Alternatives Considered:
-
Manual Cert Management (Rejected)
- Pros: Simple, no external dependencies
- Cons: ❌ No rotation, ❌ Manual rotation, ❌ No scalability
- Verdict: Not feasible for production
-
Let's Encrypt (Rejected)
- Pros: Free, automated
- Cons: ❌ Not internal service certs, ❌ Rate limits, ❌ Public CA
- Verdict: Wrong use case
-
HashiCorp Vault PKI (Selected)
- Pros: ✅ Internal PKI, ✅ Automatic rotation, ✅ Fine-grained policies, ✅ Audit logging
- Cons: ⚠️ Additional dependency
- Verdict: Best fit for internal service mTLS
-
SPIFFE/SPIRE (Rejected)
- Pros: Industry standard for SPIFFE)
- Cons: ⚠️ More complex setup, ⚠️ Additional infrastructure
- Verdict: Good but Vault PKI is simpler for Prism's needs
Architecture Decisions
1. Certificate Lifetimes (7 days)
- Short enough for security, long enough to reduce rotation overhead
- Renewal happens 7 days before expiry (50% of lifetime)
- Grace period for network issues
2. ServiceIdentity Extraction from Cert
- Use SANs for service name, namespace, cluster
- URI SANs for SPIFFE-style addressing
- Avoids token passing, relying on cert verification
3. Proxy-Centric Rotation
- Proxy manages certs, not individual services
- Services connect via proxy, don't need to handle rotation
- Centralized cert management
4. Vault as CA (NotIntermediate)
- Direct Vault PKI integration
- Simpler than CA chain for initial implementation
- Can add intermediate CA later if needed
Consequences
Positive
- Automatic Rotation: Certificates auto-rotate every 7 days
- Auditable: All cert requests logged in Vault
- Secure: mTLS provides transport-level security
- Scalable: Vault can issue thousands of certs/sec
- Identity Binding: Certificate contains service identity in SANs
- Fine-grained AuthZ: Can use cert metadata for per-service policies
Negative
- Additional Dependency: Must run Vault in production
- Latency: Cert generation adds ~100ms to first request
- Complexity: More moving parts to debug
- Single Point of Failure: Vault PKI must be available
Mitigations
- Cache certificates in proxy
- Health checks for Vault connectivity
- Fallback to cached certs if Vault unavailable
- Graceful degradation with warning logs
Implementation Notes
Migration Steps
Phase 1: Setup Vault PKI (Week 1)
- Enable PKI secrets engine
- Configure root CA
- Create service roles
- Test basic cert generation
Phase 2: Proxy Integration (Week 2)

=-=-=-=-=

Challenge 1
From the records below, copy out each line that contains the string "filling".

Entries

=-=-=-=-=

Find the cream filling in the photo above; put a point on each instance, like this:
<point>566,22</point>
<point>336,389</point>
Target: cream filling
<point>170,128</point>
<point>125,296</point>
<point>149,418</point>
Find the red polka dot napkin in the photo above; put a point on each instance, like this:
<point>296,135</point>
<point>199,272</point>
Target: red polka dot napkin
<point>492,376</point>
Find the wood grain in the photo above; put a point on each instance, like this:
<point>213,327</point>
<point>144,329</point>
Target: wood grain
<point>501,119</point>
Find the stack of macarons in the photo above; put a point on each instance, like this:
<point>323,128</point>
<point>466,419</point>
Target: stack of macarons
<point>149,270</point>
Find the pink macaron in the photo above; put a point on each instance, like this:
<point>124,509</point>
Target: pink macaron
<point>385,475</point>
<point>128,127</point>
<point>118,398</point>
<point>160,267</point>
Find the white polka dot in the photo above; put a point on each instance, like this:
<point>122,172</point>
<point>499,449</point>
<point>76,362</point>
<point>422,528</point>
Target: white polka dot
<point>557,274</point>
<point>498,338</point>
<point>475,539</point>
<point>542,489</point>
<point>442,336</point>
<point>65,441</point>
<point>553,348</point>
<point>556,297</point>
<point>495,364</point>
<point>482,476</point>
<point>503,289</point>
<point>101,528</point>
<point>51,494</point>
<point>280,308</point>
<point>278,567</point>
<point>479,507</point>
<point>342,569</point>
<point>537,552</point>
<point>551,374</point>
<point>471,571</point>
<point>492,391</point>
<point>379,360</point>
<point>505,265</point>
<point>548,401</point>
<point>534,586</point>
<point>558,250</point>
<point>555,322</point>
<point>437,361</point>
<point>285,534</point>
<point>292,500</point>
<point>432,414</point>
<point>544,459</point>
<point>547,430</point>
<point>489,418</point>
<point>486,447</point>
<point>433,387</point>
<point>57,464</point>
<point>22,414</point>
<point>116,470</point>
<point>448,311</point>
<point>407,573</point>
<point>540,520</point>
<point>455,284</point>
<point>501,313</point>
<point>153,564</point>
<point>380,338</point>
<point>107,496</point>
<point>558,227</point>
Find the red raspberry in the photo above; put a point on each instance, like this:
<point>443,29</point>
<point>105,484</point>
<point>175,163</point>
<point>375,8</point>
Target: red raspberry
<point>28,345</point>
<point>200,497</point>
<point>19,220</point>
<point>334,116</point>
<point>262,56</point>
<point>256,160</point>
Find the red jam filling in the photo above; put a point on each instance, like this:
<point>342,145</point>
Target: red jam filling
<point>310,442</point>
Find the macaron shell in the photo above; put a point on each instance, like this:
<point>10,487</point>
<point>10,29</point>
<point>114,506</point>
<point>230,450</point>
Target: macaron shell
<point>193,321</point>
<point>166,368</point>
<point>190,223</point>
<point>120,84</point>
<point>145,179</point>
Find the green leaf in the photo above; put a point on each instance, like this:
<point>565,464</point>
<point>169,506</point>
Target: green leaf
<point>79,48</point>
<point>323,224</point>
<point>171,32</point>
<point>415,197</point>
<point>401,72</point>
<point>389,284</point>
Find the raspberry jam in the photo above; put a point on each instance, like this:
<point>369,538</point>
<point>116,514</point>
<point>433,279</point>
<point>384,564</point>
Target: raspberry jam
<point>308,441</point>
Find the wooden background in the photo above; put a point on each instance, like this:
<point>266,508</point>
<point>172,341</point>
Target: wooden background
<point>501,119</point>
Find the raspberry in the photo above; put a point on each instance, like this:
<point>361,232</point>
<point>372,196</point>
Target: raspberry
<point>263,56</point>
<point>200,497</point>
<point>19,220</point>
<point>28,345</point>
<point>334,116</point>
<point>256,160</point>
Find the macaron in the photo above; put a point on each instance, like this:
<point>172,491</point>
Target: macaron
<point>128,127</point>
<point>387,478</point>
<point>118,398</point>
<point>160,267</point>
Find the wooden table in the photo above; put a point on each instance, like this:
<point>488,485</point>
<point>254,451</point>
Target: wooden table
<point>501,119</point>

=-=-=-=-=

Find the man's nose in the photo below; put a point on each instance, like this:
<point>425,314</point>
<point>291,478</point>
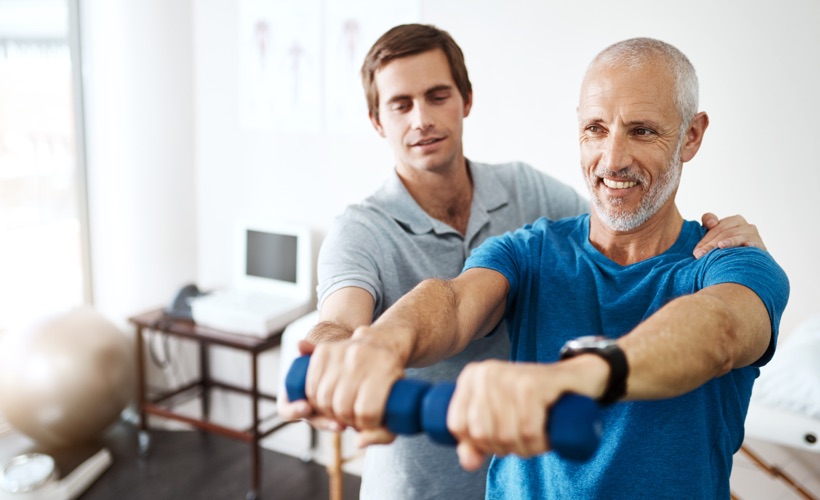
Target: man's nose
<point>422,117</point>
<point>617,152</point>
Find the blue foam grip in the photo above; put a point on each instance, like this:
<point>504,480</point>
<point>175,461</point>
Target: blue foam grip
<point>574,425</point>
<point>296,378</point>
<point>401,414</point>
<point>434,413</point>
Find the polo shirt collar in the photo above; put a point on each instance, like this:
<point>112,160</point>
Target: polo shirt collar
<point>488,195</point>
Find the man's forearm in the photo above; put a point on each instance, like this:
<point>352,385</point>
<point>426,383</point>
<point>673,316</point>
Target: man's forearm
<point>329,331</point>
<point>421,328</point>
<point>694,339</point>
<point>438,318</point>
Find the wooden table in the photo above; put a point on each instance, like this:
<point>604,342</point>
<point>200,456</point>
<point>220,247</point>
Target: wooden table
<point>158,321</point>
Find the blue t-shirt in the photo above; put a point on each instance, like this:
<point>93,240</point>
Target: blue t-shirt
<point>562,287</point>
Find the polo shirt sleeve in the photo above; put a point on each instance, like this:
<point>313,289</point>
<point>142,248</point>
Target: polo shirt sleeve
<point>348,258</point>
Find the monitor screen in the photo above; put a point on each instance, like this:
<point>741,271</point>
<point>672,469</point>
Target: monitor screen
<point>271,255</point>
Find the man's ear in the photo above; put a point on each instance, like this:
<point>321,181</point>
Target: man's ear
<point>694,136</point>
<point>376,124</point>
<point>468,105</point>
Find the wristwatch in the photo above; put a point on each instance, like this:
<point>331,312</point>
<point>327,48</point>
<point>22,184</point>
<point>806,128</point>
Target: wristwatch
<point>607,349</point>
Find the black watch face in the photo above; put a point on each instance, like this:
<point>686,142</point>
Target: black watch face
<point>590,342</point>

=-=-=-=-=

Challenge 2
Continue the decision notes on Vault PKI for service certificates, picking up right after their final line.

Written answer 1
Find the cream filling in the photo above; put a point on each instance, like this:
Target: cream filling
Find the red jam filling in the photo above; put a point on each instance, like this:
Target: red jam filling

Written answer 2
- Implement mTLS server in proxy
- Add cert rotation logic
- Implement identity extraction
- Add integration tests
Phase 3: Backend Integration (Week 3)
- Update backend drivers to accept mTLS
- Implement client cert verification
- Add test coverage
- Performance tuning
Phase 4: Production Rollout (Week 4)
- Deploy to staging
- Monitor cert rotation
- Gradual rollout
- Decommission old auth methods
Key Gotchas
- Timestamp Skew: Ensure all hosts synch time via NTP
- DNS Resolution: Services must resolve Vault PKI domain
- Lease Management: Certificate leases must be revoked on shutdown
- Certificate Chain: Must verify full chain, not just leaf cert
Testing Strategy
// tests/integration/mtls_test.go
func TestMTLS_CertRotation(t *testing.T) {
ctx, cancel := context.WithTimeout(context.Background(), 10*time.Minute)
defer cancel()
// Start Vault with PKI
vault := startVault(ctx, t)
defer vault.Stop(ctx)
// Start proxy with mTLS
proxy := startProxy(ctx, t, proxyConfig{
MTLSEnabled: true,
VaultAddr: vault.Address(),
})
defer proxy.Stop()
// Make requests for 10 days
for day := 0; day < 10; day++ {
time.Sleep(24 * time.Hour)
// Verify cert changes every 7 days
currentCert := proxy.GetCurrentCert()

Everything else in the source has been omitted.